**Exercise task**
Lay out as a numbered list the lines from the start of the items through the line holding "point(134, 103)", inclusive. Skip blank lines and leave out the pictures.

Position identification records
——————

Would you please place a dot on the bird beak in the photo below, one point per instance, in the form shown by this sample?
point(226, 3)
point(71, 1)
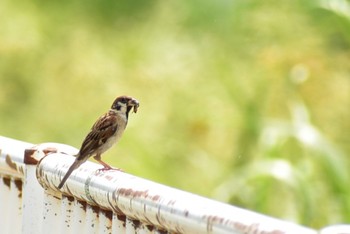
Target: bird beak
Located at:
point(134, 103)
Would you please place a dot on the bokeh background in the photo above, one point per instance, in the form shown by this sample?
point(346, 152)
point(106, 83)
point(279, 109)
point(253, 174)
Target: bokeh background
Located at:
point(246, 102)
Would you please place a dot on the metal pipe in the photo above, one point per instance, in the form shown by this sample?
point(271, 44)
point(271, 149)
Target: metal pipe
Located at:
point(151, 203)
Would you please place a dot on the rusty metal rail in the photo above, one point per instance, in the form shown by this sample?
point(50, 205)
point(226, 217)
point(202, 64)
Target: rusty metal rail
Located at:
point(97, 201)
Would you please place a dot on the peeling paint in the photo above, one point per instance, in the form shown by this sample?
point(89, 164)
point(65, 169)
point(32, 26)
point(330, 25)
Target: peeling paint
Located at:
point(10, 163)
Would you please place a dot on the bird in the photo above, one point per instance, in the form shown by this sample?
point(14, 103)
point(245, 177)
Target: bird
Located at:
point(106, 131)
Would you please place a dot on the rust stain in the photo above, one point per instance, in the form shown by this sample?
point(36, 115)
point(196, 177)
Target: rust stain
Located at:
point(83, 204)
point(136, 223)
point(161, 231)
point(28, 157)
point(49, 150)
point(10, 163)
point(96, 210)
point(122, 218)
point(150, 228)
point(19, 185)
point(7, 182)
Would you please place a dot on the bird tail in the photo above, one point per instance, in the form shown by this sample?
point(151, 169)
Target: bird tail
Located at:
point(74, 166)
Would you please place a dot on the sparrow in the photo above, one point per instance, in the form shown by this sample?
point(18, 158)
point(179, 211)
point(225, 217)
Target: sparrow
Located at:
point(106, 131)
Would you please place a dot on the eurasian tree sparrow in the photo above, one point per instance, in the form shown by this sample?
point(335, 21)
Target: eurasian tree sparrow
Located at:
point(106, 131)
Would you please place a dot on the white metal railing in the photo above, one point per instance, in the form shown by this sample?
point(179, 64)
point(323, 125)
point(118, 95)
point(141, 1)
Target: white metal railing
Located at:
point(96, 201)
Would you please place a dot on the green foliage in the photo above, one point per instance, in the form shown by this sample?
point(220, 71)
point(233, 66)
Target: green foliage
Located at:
point(246, 102)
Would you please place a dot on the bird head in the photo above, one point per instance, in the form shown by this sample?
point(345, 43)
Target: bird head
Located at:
point(124, 104)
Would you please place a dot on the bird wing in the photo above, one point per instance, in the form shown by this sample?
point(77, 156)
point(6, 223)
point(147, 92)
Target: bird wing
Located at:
point(100, 132)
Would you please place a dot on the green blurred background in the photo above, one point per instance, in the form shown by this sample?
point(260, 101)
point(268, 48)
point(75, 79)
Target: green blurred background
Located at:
point(246, 102)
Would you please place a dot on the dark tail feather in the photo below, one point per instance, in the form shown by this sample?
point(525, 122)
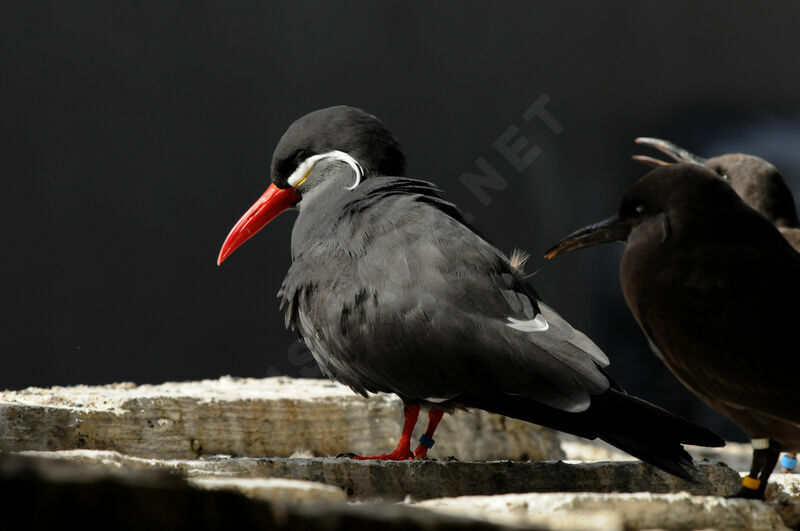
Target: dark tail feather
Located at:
point(637, 427)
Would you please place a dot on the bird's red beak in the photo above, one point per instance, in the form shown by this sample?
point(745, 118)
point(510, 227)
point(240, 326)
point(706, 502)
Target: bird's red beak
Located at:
point(274, 201)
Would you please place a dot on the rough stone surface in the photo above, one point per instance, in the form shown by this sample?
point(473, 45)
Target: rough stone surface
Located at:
point(286, 491)
point(430, 479)
point(215, 455)
point(632, 511)
point(58, 494)
point(246, 417)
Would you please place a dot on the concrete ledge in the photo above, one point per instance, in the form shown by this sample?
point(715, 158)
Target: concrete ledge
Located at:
point(628, 511)
point(421, 480)
point(246, 417)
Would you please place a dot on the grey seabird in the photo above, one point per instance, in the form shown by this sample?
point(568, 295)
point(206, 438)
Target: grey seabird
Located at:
point(394, 292)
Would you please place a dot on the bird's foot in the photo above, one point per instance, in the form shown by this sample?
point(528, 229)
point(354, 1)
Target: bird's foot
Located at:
point(396, 455)
point(421, 452)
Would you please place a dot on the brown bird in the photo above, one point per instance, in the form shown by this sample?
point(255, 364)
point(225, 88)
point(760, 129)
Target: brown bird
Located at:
point(715, 288)
point(757, 182)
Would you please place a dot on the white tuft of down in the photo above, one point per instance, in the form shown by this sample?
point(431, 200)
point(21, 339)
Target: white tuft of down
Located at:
point(304, 168)
point(437, 400)
point(537, 324)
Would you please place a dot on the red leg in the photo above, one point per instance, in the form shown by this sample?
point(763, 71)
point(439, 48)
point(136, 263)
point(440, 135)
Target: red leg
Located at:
point(403, 450)
point(434, 418)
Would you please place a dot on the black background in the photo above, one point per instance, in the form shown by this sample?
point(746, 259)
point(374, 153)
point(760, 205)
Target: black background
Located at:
point(133, 135)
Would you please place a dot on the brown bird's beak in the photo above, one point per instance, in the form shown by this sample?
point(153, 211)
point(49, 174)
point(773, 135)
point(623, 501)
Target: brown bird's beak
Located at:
point(677, 154)
point(608, 230)
point(274, 201)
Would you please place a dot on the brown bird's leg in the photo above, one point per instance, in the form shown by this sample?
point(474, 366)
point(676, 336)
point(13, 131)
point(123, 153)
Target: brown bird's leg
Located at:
point(403, 450)
point(426, 441)
point(765, 456)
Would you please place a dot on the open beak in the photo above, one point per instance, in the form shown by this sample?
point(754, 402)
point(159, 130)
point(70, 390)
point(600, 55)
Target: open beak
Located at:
point(677, 154)
point(274, 201)
point(608, 230)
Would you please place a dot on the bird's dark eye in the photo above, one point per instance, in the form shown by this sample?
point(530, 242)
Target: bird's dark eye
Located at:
point(300, 156)
point(721, 173)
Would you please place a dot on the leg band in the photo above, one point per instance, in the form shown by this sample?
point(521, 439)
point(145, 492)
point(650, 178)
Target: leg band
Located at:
point(427, 441)
point(789, 463)
point(751, 483)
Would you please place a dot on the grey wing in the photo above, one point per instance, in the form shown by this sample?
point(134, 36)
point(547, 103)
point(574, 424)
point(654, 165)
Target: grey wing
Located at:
point(429, 310)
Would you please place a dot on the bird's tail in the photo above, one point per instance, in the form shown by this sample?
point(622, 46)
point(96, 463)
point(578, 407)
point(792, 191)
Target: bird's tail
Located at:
point(637, 427)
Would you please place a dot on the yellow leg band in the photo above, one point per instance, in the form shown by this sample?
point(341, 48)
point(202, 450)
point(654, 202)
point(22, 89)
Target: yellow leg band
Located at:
point(751, 483)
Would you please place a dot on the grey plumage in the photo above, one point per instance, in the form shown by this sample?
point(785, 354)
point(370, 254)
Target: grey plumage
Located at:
point(393, 291)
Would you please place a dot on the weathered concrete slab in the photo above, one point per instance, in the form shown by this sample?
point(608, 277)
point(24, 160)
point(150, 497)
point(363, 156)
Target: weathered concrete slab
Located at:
point(430, 479)
point(58, 494)
point(631, 511)
point(285, 491)
point(246, 417)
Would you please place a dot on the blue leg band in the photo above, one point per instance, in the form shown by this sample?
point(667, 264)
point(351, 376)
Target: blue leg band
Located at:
point(427, 441)
point(789, 463)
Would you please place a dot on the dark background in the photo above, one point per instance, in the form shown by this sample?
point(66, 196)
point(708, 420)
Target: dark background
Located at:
point(133, 136)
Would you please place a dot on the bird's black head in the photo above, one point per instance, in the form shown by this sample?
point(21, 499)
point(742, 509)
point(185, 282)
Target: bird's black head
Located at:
point(675, 198)
point(344, 133)
point(757, 182)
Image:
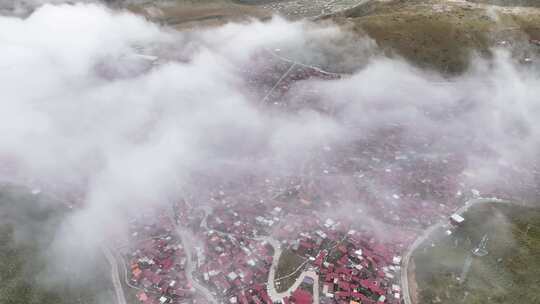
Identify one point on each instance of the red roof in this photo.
(301, 296)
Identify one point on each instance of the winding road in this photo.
(188, 248)
(276, 296)
(119, 291)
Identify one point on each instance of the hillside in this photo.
(443, 34)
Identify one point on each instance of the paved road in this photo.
(120, 298)
(427, 233)
(188, 248)
(278, 296)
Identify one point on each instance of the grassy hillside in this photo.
(27, 226)
(443, 35)
(447, 272)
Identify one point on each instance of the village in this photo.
(233, 252)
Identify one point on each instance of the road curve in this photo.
(425, 235)
(188, 248)
(119, 291)
(278, 296)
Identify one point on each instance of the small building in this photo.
(457, 219)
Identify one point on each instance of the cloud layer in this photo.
(86, 108)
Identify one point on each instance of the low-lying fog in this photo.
(86, 108)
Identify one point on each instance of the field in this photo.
(444, 35)
(27, 226)
(288, 262)
(447, 270)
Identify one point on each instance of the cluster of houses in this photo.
(156, 262)
(353, 266)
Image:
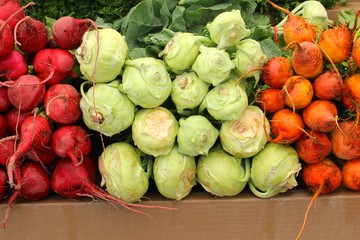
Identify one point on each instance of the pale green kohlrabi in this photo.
(196, 135)
(105, 109)
(174, 174)
(146, 81)
(248, 59)
(222, 174)
(227, 29)
(181, 51)
(125, 171)
(213, 65)
(226, 101)
(188, 91)
(274, 170)
(154, 130)
(102, 54)
(245, 136)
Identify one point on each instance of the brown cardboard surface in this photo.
(199, 216)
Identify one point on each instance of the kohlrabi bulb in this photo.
(181, 51)
(196, 135)
(213, 65)
(122, 171)
(227, 29)
(146, 82)
(154, 130)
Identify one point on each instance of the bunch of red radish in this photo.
(314, 107)
(44, 147)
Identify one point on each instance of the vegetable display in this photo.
(224, 103)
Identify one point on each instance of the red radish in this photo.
(350, 95)
(68, 31)
(286, 126)
(44, 155)
(35, 132)
(4, 188)
(7, 148)
(320, 115)
(72, 181)
(30, 35)
(14, 119)
(307, 59)
(320, 178)
(5, 103)
(3, 126)
(313, 147)
(34, 185)
(298, 92)
(296, 28)
(7, 70)
(62, 103)
(27, 92)
(336, 42)
(71, 141)
(351, 174)
(276, 71)
(270, 100)
(328, 85)
(345, 140)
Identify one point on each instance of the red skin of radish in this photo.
(5, 103)
(7, 70)
(351, 174)
(345, 140)
(298, 92)
(4, 188)
(62, 103)
(276, 71)
(35, 132)
(313, 147)
(328, 85)
(270, 100)
(286, 126)
(31, 35)
(72, 181)
(71, 141)
(53, 65)
(15, 118)
(27, 92)
(68, 32)
(35, 184)
(336, 42)
(6, 149)
(7, 41)
(307, 59)
(320, 115)
(296, 28)
(9, 7)
(3, 126)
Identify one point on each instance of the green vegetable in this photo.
(102, 55)
(122, 172)
(222, 174)
(154, 130)
(105, 109)
(181, 51)
(146, 82)
(225, 102)
(227, 29)
(188, 91)
(213, 65)
(174, 174)
(196, 135)
(274, 170)
(245, 136)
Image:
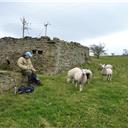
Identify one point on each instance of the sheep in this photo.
(88, 73)
(107, 72)
(105, 65)
(71, 73)
(80, 78)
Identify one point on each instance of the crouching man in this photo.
(27, 69)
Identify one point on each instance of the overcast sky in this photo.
(85, 21)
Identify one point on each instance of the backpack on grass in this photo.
(25, 89)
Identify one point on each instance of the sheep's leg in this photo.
(68, 80)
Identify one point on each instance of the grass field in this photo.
(56, 104)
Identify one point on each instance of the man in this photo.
(27, 69)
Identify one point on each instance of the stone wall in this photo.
(49, 56)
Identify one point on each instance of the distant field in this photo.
(56, 104)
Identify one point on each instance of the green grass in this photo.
(56, 104)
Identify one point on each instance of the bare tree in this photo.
(97, 50)
(25, 25)
(46, 25)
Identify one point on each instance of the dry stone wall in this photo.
(49, 56)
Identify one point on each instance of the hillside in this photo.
(56, 104)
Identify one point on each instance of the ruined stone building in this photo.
(49, 56)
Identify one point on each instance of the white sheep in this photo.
(71, 73)
(107, 72)
(105, 65)
(80, 78)
(88, 73)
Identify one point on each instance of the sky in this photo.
(87, 22)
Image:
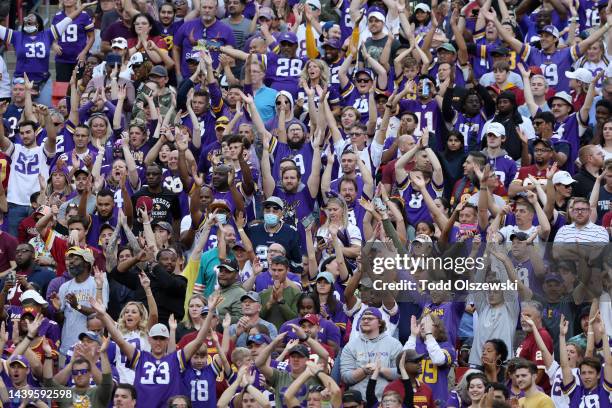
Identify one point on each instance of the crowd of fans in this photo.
(192, 206)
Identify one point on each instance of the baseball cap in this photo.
(288, 36)
(500, 51)
(34, 296)
(423, 7)
(550, 29)
(136, 59)
(377, 13)
(448, 47)
(314, 3)
(372, 311)
(266, 12)
(84, 253)
(119, 42)
(229, 264)
(412, 356)
(274, 201)
(21, 360)
(254, 296)
(159, 70)
(563, 177)
(580, 74)
(333, 43)
(301, 350)
(564, 96)
(521, 236)
(221, 122)
(310, 318)
(259, 338)
(159, 330)
(352, 396)
(165, 225)
(497, 129)
(553, 277)
(327, 276)
(146, 202)
(91, 335)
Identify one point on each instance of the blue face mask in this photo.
(271, 219)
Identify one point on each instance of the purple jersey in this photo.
(302, 157)
(215, 35)
(436, 377)
(74, 37)
(416, 209)
(350, 96)
(428, 114)
(599, 397)
(504, 167)
(32, 51)
(156, 380)
(200, 385)
(554, 66)
(450, 313)
(471, 129)
(282, 73)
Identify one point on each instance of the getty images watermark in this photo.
(420, 280)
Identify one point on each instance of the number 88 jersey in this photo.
(74, 38)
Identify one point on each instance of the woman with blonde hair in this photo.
(337, 224)
(134, 324)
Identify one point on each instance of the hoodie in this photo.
(360, 351)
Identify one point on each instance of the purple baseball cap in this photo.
(288, 36)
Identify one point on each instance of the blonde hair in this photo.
(325, 72)
(187, 322)
(142, 324)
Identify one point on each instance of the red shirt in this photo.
(423, 397)
(529, 350)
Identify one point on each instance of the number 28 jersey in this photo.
(157, 380)
(26, 165)
(283, 73)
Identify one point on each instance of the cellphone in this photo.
(145, 89)
(306, 222)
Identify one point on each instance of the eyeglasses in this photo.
(580, 210)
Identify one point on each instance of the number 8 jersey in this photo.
(74, 38)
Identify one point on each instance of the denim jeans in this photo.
(15, 215)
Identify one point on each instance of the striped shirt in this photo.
(588, 233)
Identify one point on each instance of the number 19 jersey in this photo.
(157, 380)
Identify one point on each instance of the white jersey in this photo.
(141, 342)
(26, 165)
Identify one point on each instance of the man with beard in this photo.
(517, 127)
(166, 206)
(207, 29)
(72, 301)
(476, 106)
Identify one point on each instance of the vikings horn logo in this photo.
(290, 212)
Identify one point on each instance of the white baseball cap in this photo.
(563, 177)
(497, 129)
(159, 330)
(581, 74)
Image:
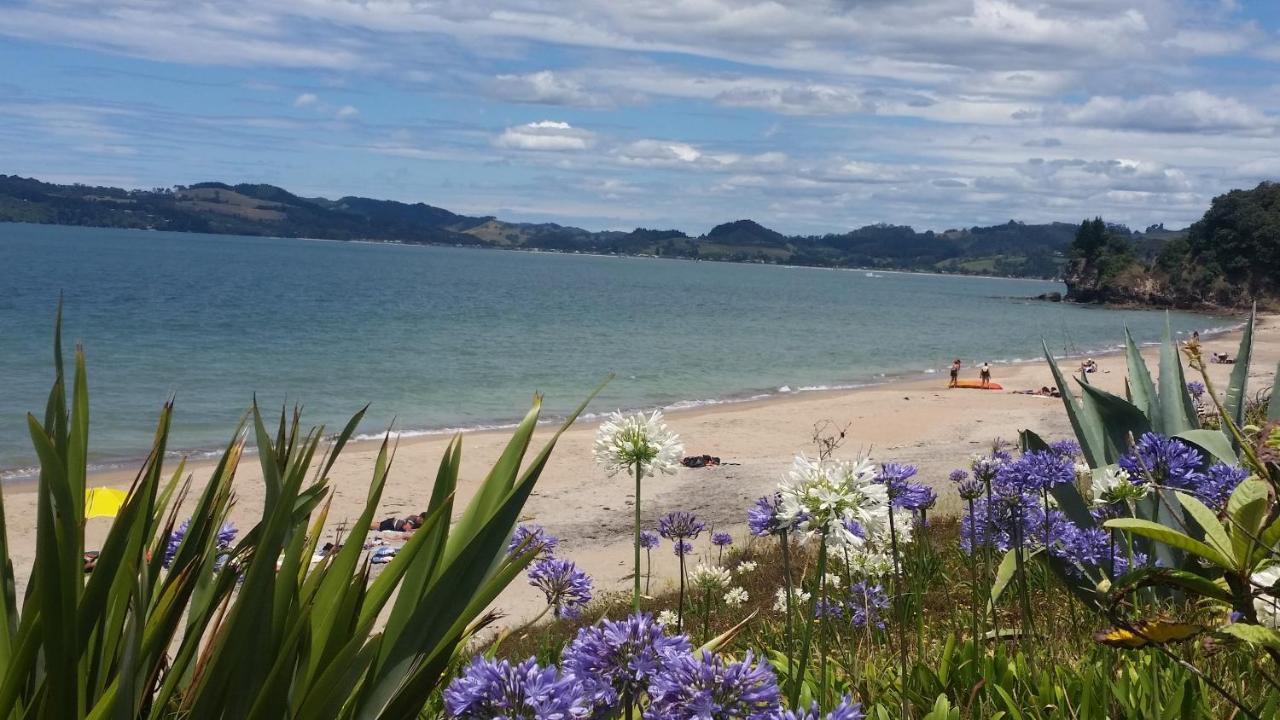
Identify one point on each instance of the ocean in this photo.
(439, 338)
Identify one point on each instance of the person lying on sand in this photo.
(400, 524)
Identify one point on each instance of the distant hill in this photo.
(1011, 249)
(1230, 258)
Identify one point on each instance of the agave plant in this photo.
(266, 633)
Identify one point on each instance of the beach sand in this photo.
(914, 420)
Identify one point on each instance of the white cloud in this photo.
(1194, 110)
(545, 87)
(545, 136)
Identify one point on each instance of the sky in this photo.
(807, 115)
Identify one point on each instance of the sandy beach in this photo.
(918, 422)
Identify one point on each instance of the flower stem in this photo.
(786, 583)
(635, 596)
(798, 680)
(899, 606)
(680, 611)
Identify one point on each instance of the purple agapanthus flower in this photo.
(1065, 449)
(1170, 461)
(762, 518)
(846, 710)
(1220, 481)
(531, 540)
(567, 588)
(615, 661)
(1034, 472)
(493, 688)
(901, 492)
(680, 525)
(708, 687)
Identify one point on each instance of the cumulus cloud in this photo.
(1193, 110)
(545, 136)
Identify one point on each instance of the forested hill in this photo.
(1230, 258)
(1011, 249)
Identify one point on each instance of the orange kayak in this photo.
(977, 384)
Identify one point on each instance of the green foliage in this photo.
(261, 630)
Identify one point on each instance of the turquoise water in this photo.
(440, 337)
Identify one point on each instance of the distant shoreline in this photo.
(554, 251)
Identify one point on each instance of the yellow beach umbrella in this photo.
(103, 502)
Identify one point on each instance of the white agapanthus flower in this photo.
(1267, 606)
(835, 499)
(1114, 484)
(626, 441)
(869, 561)
(798, 598)
(709, 578)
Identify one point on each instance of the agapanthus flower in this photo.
(616, 660)
(567, 588)
(626, 442)
(903, 492)
(1114, 484)
(762, 518)
(708, 687)
(1034, 472)
(1266, 596)
(846, 710)
(680, 525)
(490, 689)
(531, 540)
(819, 496)
(1065, 449)
(1169, 461)
(708, 578)
(1220, 479)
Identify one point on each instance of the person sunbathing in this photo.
(400, 524)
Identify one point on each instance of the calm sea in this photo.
(439, 337)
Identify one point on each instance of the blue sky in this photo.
(808, 115)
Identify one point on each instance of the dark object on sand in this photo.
(700, 461)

——————

**Output of the task**
1. Would you please place a dot on the bird beak in the photo below, one point per instance, in the form shown by this sample?
2. point(226, 3)
3. point(71, 1)
4. Target: bird beak
5. Located at:
6. point(134, 103)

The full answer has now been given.